AIM OF THE EXERCISE: Report, in full, each line of the entries below that contains the word "hand". Letter case matters, so only lines where the word appears in that exact case qualify.

======== ENTRIES SUPPLIED

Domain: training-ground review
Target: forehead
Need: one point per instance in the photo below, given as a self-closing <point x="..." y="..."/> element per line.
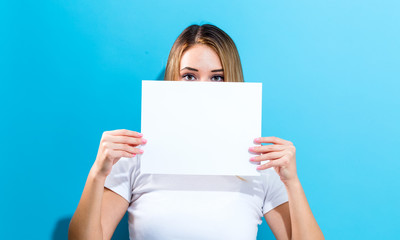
<point x="201" y="57"/>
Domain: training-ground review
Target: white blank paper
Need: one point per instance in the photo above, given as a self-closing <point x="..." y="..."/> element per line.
<point x="201" y="128"/>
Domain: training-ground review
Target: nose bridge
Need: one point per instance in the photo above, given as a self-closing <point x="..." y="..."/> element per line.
<point x="204" y="79"/>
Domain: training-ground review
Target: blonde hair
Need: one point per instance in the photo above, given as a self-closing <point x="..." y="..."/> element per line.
<point x="212" y="37"/>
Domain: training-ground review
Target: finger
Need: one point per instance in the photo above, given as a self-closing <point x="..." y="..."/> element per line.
<point x="277" y="163"/>
<point x="268" y="156"/>
<point x="125" y="132"/>
<point x="127" y="140"/>
<point x="121" y="153"/>
<point x="275" y="140"/>
<point x="267" y="148"/>
<point x="126" y="148"/>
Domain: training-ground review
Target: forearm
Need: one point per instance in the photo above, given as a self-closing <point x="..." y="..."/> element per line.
<point x="304" y="225"/>
<point x="86" y="222"/>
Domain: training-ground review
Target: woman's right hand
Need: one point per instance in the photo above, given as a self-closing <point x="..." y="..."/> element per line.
<point x="114" y="145"/>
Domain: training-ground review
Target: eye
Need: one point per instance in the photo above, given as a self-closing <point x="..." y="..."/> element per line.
<point x="189" y="77"/>
<point x="218" y="78"/>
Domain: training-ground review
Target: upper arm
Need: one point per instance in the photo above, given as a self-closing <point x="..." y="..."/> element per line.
<point x="113" y="208"/>
<point x="278" y="220"/>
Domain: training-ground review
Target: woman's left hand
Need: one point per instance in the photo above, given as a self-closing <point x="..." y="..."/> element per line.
<point x="281" y="155"/>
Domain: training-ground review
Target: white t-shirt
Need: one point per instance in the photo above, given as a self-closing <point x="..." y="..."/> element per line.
<point x="194" y="207"/>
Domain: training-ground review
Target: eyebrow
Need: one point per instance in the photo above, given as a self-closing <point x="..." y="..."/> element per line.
<point x="194" y="69"/>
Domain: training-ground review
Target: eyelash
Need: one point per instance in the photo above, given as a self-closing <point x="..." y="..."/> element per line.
<point x="213" y="77"/>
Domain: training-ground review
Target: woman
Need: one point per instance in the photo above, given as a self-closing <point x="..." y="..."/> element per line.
<point x="194" y="207"/>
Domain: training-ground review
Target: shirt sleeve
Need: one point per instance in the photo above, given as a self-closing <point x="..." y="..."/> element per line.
<point x="120" y="178"/>
<point x="275" y="191"/>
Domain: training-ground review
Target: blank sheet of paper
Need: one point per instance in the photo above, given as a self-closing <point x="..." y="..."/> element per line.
<point x="201" y="128"/>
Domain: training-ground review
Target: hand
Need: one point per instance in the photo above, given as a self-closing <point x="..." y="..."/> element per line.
<point x="281" y="155"/>
<point x="114" y="145"/>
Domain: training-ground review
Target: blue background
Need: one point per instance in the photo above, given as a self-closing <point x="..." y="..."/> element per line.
<point x="70" y="70"/>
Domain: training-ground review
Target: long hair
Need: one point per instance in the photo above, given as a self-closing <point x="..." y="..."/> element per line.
<point x="213" y="37"/>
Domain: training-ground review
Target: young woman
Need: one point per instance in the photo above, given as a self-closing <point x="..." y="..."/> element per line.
<point x="194" y="207"/>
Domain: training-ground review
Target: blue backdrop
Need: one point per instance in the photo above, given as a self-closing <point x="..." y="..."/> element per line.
<point x="70" y="70"/>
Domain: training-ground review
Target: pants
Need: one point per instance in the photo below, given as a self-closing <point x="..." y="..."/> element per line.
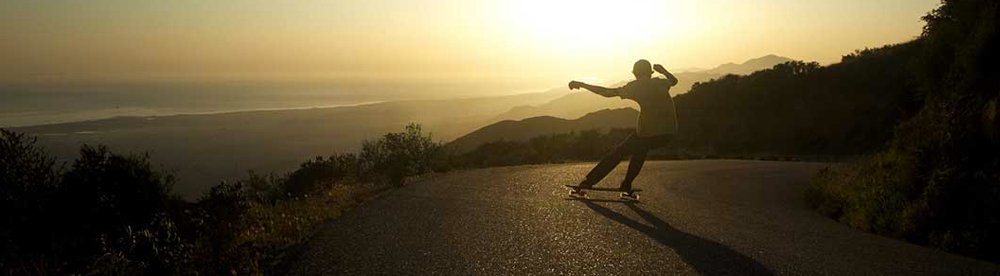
<point x="633" y="146"/>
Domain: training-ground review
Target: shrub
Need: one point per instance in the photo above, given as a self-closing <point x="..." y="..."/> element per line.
<point x="398" y="155"/>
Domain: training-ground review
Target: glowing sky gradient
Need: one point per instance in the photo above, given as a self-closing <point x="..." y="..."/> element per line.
<point x="523" y="40"/>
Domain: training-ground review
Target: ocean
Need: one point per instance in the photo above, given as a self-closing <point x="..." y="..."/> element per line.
<point x="60" y="102"/>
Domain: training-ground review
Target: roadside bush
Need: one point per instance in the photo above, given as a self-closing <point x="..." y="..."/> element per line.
<point x="28" y="180"/>
<point x="937" y="181"/>
<point x="398" y="155"/>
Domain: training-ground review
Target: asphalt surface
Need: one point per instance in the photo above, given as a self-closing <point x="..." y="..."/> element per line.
<point x="695" y="218"/>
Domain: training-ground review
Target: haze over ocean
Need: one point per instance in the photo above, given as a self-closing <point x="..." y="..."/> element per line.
<point x="35" y="104"/>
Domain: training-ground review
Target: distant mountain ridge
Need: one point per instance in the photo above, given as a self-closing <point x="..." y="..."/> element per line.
<point x="511" y="130"/>
<point x="576" y="104"/>
<point x="749" y="66"/>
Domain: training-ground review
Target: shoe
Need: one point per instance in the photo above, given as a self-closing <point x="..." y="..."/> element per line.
<point x="625" y="188"/>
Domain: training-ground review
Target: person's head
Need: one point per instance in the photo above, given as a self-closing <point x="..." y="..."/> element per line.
<point x="642" y="69"/>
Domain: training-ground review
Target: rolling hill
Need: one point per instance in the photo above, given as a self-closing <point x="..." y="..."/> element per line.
<point x="576" y="104"/>
<point x="511" y="130"/>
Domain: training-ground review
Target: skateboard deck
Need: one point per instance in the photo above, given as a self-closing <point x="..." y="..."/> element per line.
<point x="599" y="189"/>
<point x="577" y="191"/>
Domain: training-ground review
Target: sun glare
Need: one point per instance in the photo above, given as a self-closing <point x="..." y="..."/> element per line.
<point x="588" y="24"/>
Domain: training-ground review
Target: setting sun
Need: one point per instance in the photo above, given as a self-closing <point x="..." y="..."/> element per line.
<point x="591" y="25"/>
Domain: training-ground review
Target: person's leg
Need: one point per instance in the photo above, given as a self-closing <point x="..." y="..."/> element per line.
<point x="641" y="148"/>
<point x="634" y="166"/>
<point x="609" y="162"/>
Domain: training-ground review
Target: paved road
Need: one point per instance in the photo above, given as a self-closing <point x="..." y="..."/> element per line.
<point x="696" y="217"/>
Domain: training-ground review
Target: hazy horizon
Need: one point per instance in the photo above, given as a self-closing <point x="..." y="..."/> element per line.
<point x="531" y="42"/>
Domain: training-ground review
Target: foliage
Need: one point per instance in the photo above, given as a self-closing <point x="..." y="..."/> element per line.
<point x="112" y="214"/>
<point x="402" y="154"/>
<point x="936" y="182"/>
<point x="802" y="108"/>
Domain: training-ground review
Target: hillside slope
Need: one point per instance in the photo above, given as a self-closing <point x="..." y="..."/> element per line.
<point x="577" y="104"/>
<point x="545" y="125"/>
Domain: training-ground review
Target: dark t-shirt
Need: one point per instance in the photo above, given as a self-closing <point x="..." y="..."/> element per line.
<point x="657" y="114"/>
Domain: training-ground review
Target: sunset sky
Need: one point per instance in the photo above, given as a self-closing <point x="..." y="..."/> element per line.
<point x="526" y="40"/>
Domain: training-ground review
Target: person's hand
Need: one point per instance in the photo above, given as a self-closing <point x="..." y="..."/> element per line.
<point x="659" y="68"/>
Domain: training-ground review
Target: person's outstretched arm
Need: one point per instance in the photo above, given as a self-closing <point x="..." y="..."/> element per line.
<point x="670" y="77"/>
<point x="603" y="91"/>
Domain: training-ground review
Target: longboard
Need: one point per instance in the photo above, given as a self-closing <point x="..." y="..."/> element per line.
<point x="577" y="191"/>
<point x="599" y="189"/>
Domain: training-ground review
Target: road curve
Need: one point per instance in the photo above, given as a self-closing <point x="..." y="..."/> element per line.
<point x="718" y="217"/>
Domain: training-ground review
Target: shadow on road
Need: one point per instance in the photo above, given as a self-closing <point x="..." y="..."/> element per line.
<point x="705" y="256"/>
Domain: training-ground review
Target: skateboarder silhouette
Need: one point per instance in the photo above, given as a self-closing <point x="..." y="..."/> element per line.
<point x="656" y="126"/>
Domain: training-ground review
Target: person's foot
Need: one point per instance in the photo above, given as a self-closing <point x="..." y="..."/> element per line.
<point x="625" y="188"/>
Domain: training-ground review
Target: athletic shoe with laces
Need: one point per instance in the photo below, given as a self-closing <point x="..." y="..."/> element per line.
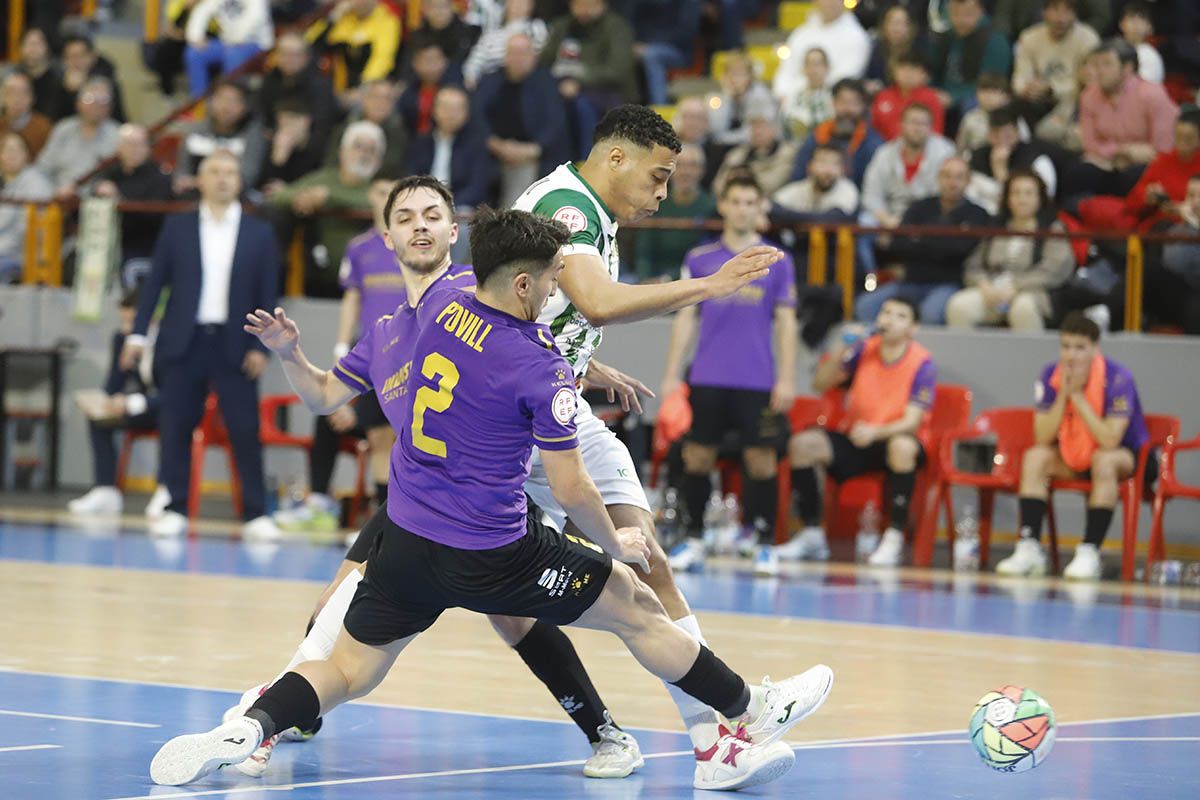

================

FINISHED TASK:
Target: woman's right hand
Target: woman's left hand
Target: hand
Target: person's hand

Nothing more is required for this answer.